## WHAT TO WORK ON
Which lines in the material below contain the word "window"? List each one, copied in full.

— start GIVEN RECORDS —

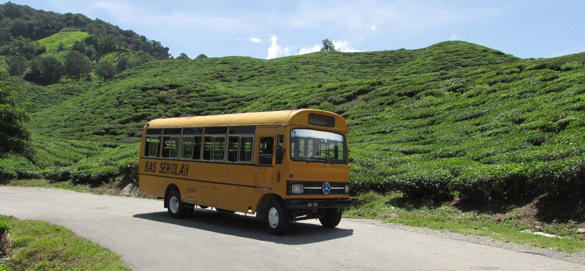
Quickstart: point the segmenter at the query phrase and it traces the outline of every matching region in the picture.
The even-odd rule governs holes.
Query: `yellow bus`
[[[174,218],[194,208],[256,214],[282,234],[290,221],[337,226],[349,199],[347,126],[315,110],[157,119],[142,131],[141,191]]]

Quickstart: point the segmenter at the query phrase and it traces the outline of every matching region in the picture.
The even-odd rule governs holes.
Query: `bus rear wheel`
[[[275,235],[284,234],[288,227],[288,212],[283,203],[275,200],[266,208],[266,228]]]
[[[181,200],[181,194],[178,191],[171,191],[167,197],[167,210],[174,219],[183,219],[187,217],[192,211],[183,206]]]
[[[343,213],[343,211],[326,213],[323,214],[322,217],[319,219],[319,221],[321,223],[321,225],[323,225],[323,227],[326,228],[335,228],[341,221],[341,215]]]

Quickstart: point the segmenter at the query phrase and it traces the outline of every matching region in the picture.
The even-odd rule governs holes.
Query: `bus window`
[[[276,164],[283,163],[283,156],[284,156],[284,136],[279,135],[276,138]]]
[[[228,140],[228,161],[238,161],[238,149],[240,146],[239,136],[230,136]]]
[[[203,145],[203,160],[223,160],[225,136],[205,136]]]
[[[230,136],[228,143],[228,161],[250,163],[252,161],[252,143],[254,137]]]
[[[195,136],[193,139],[193,159],[199,160],[201,157],[201,137]]]
[[[258,148],[258,164],[272,164],[272,152],[274,145],[274,138],[262,136],[260,138]]]
[[[243,163],[252,161],[252,146],[253,136],[240,136],[239,157],[238,160]]]
[[[212,149],[212,160],[223,161],[223,154],[225,153],[225,137],[214,136]]]
[[[211,160],[211,143],[213,140],[212,136],[205,136],[203,142],[203,160]]]
[[[179,137],[163,136],[163,158],[177,158],[179,156]]]
[[[308,129],[291,131],[292,161],[347,164],[343,135]]]
[[[147,136],[144,139],[144,156],[156,157],[159,156],[159,143],[160,136]]]
[[[183,137],[183,152],[181,157],[183,159],[191,159],[193,157],[193,137]]]

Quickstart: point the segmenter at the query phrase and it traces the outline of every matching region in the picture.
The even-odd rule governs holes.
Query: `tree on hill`
[[[321,41],[321,51],[322,52],[336,52],[337,50],[335,50],[335,45],[333,45],[333,41],[329,40],[329,38],[325,38]]]
[[[85,45],[85,44],[83,41],[76,41],[73,43],[71,50],[77,51],[85,55],[85,51],[87,50],[87,46]]]
[[[37,57],[30,61],[30,70],[25,75],[25,80],[40,84],[59,82],[63,75],[63,65],[56,58]]]
[[[20,55],[10,55],[6,58],[6,62],[8,64],[8,72],[14,76],[22,75],[28,67],[28,61],[24,57]]]
[[[178,57],[177,57],[177,59],[190,59],[191,58],[189,58],[189,56],[187,55],[187,54],[185,54],[184,52],[181,52],[179,55]]]
[[[113,67],[113,64],[107,60],[99,62],[94,72],[104,80],[108,80],[116,75],[116,68]]]
[[[130,62],[126,57],[122,57],[118,59],[118,64],[116,64],[116,71],[122,72],[130,68]]]
[[[60,14],[37,10],[9,2],[0,4],[0,44],[20,37],[38,40],[68,29],[92,35],[84,42],[88,47],[94,47],[96,58],[122,48],[142,50],[156,59],[169,57],[168,48],[160,42],[149,40],[132,30],[121,29],[98,19],[92,20],[81,14]],[[89,55],[88,57],[92,58]]]
[[[90,62],[85,58],[85,55],[79,51],[71,50],[65,58],[65,72],[71,78],[79,79],[91,71]]]
[[[12,90],[5,83],[7,76],[5,72],[0,71],[0,156],[25,152],[29,139],[23,125],[29,120],[29,115],[15,102]]]
[[[45,51],[45,47],[39,44],[38,41],[19,37],[12,39],[8,44],[0,47],[0,55],[22,55],[30,60],[35,56],[44,53]]]

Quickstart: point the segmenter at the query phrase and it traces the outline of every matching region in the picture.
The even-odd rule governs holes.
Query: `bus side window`
[[[276,138],[276,164],[283,163],[283,157],[284,156],[284,142],[283,142],[284,136],[279,135]]]
[[[201,157],[201,137],[195,136],[193,139],[193,159],[199,160]]]
[[[272,164],[273,149],[274,147],[274,138],[261,136],[258,148],[258,164]]]
[[[183,153],[181,157],[183,159],[191,159],[193,157],[193,137],[183,137]]]
[[[163,136],[163,158],[177,158],[179,156],[179,137]]]
[[[203,142],[203,160],[211,160],[211,144],[213,138],[212,136],[205,136]]]
[[[214,136],[212,160],[223,161],[225,153],[225,136]]]
[[[159,156],[159,136],[147,136],[144,139],[144,156],[153,157]]]
[[[240,137],[230,136],[228,140],[228,161],[238,161],[238,149],[240,146]]]

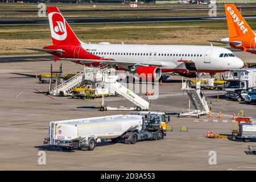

— end GIVEN RECORDS —

## RIGHT ANSWER
Query: `bus window`
Query: `bus side window`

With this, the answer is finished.